• **Texte à lire**
⟨
Il convient en fait de rapprocher ce texte d’un passage de l’Ancien Testament, celui du rattachement d’Elisée au pas d’Elie.
1er Livre des Rois, 19.19 « Il partit de là et trouva Elisée, fils de Shafath, qui labourait ; il avait à labourer douze arpents, et il en était au douzième. Elie passa près de lui et jeta son manteau sur lui. Elisée abandonna les bœufs, courut après Elie et dit : « Permets que j'embrasse mon père et ma mère et je te suivrai. » Elie lui dit : « Va ! retourne ! Que t'ai-je donc fait ? » Elisée s'en retourna sans le suivre, prit la paire de bœufs qu'il offrit en sacrifice ; avec l'attelage des bœufs, il fit cuire leur viande qu'il donna à manger aux siens. Puis il se leva, suivit Elie et fut à son service ».
⟩
Répondez à ces questions sur le texte consacré à Elie et Elisée :
1. De quel livre de l'Ancien Testament le passage cité est-il tiré ?
2. Combien d'arpents Elisée avait-il à labourer ?
3. Que fit Elisée de la paire de bœufs avant de suivre Elie ?
Les enregistrements proviennent d'une source distincte de ce texte.

• **Lignes de données**
⟨
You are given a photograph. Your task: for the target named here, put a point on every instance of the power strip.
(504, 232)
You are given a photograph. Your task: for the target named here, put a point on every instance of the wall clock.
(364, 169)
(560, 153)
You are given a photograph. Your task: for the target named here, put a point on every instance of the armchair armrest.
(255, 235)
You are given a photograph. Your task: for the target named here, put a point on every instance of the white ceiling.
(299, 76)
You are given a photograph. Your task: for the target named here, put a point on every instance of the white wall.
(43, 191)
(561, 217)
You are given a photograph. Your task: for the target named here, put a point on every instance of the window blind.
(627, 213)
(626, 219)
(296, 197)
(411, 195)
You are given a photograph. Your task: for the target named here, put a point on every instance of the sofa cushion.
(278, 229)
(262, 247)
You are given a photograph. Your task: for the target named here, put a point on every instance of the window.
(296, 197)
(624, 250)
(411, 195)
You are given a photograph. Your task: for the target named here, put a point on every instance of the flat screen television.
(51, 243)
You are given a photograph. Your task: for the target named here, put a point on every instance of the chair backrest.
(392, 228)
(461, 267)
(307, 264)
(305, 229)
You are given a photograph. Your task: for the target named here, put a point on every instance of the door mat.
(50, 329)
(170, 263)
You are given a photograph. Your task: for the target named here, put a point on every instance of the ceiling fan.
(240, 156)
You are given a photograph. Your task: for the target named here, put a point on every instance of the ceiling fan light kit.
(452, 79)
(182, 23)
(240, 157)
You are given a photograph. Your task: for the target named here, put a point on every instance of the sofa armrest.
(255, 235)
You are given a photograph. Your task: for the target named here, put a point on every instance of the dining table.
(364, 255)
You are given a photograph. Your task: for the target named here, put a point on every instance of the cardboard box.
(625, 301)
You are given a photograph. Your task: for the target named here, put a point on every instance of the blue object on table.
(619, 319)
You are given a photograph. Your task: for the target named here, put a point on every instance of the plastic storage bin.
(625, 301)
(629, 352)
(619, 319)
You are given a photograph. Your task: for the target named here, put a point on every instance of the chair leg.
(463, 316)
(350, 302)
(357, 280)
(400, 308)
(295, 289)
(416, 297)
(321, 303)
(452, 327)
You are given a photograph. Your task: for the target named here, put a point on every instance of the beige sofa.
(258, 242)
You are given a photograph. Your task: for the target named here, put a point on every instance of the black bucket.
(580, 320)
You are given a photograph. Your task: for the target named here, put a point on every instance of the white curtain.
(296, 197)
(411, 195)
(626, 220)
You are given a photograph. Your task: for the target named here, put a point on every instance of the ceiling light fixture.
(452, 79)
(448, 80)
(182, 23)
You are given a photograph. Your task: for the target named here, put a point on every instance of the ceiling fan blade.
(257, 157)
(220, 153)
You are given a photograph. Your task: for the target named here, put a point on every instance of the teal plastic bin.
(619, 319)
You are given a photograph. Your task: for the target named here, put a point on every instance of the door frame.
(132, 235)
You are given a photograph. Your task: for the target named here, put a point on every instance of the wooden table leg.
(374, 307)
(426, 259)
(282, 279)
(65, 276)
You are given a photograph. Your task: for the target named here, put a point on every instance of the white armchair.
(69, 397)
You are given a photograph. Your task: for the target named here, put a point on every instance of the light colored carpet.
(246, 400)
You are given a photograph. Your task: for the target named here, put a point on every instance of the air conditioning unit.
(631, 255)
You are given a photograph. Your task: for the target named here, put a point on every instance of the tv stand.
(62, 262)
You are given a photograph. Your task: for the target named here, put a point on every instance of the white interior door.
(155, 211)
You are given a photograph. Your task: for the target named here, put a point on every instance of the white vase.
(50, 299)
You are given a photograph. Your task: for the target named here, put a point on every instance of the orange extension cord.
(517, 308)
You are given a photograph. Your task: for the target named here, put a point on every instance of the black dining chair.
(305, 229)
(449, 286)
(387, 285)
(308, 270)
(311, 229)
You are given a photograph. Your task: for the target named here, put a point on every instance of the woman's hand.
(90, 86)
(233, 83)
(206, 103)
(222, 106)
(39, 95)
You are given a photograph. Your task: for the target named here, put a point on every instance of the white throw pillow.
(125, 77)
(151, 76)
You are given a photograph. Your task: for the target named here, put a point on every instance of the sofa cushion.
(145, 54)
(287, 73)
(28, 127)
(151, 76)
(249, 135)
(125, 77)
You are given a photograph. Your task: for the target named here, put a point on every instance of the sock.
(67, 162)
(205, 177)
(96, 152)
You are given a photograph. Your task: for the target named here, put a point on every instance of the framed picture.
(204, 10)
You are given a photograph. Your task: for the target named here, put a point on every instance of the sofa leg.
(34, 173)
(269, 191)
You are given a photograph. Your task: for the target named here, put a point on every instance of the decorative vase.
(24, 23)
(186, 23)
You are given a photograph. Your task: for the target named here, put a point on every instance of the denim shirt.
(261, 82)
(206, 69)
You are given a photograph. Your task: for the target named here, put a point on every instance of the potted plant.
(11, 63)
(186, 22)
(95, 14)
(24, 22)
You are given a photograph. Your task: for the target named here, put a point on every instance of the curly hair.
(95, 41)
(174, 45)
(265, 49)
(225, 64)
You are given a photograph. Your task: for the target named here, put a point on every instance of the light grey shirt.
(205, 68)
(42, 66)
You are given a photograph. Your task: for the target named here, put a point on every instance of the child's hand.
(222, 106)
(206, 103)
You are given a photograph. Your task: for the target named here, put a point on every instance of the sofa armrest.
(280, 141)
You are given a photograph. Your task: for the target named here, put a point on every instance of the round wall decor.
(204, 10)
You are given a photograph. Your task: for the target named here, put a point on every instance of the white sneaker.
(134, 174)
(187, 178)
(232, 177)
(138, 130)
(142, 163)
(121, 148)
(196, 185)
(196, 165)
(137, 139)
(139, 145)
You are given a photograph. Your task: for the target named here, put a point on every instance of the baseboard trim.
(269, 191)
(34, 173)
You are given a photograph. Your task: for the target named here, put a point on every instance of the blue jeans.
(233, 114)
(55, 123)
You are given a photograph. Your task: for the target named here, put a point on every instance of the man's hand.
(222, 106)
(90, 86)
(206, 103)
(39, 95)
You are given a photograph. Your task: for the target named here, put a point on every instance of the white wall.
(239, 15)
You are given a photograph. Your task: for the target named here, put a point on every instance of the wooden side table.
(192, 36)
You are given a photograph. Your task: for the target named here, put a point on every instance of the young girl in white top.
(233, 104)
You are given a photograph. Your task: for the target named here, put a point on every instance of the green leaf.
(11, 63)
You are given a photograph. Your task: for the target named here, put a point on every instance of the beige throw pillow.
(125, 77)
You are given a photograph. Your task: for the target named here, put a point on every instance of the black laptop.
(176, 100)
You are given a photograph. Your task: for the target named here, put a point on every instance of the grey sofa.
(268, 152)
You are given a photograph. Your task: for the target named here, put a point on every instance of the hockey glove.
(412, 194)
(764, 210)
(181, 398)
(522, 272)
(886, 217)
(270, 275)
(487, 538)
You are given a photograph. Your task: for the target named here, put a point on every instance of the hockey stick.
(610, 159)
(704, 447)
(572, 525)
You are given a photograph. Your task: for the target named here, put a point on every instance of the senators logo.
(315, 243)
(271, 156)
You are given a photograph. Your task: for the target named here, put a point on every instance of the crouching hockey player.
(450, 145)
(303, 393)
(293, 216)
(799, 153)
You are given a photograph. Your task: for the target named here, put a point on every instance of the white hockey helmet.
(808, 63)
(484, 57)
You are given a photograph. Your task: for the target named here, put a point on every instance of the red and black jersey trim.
⟩
• **Résultat de l'exercice**
1. Du 1er Livre des Rois (19.19).
2. Douze arpents.
3. Il l'offrit en sacrifice, fit cuire leur viande avec l'attelage et la donna à manger aux siens.